Exercise description -> Compute the number of lines in the following data that include the word "long", and output that number alone.
━━━━━ Excerpted data ━━━━━
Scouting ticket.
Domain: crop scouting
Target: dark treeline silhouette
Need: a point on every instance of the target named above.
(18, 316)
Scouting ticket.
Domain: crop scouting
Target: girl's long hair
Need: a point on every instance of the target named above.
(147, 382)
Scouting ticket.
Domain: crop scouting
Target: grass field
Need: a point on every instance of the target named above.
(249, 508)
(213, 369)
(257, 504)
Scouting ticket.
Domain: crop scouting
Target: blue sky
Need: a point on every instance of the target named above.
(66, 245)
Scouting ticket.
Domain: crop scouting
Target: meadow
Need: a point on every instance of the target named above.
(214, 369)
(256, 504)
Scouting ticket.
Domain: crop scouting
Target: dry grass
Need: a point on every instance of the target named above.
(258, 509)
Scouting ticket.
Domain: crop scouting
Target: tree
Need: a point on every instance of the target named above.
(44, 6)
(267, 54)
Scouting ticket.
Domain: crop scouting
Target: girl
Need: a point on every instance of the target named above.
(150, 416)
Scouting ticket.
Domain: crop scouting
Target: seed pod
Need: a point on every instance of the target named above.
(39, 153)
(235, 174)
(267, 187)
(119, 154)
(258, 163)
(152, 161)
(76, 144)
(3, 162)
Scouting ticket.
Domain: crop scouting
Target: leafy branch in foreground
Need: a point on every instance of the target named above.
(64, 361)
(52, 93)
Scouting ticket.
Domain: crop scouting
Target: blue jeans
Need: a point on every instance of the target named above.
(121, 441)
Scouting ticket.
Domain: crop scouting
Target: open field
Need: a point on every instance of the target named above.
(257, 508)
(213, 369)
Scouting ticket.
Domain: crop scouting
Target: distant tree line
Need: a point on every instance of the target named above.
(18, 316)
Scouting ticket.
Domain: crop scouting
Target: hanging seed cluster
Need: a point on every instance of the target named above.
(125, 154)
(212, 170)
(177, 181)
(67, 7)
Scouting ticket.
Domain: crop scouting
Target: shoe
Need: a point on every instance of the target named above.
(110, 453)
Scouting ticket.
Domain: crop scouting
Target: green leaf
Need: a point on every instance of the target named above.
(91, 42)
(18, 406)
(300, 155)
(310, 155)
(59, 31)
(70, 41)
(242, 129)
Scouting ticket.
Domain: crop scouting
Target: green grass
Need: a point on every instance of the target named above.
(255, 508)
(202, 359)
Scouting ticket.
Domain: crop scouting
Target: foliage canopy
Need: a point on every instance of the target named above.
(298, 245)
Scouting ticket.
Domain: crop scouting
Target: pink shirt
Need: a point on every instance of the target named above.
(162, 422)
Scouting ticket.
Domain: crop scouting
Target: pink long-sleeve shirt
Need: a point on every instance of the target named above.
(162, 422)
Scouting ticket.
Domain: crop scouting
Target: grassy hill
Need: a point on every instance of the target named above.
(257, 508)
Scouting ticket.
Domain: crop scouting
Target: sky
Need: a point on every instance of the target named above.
━━━━━
Solution to the exercise -> 2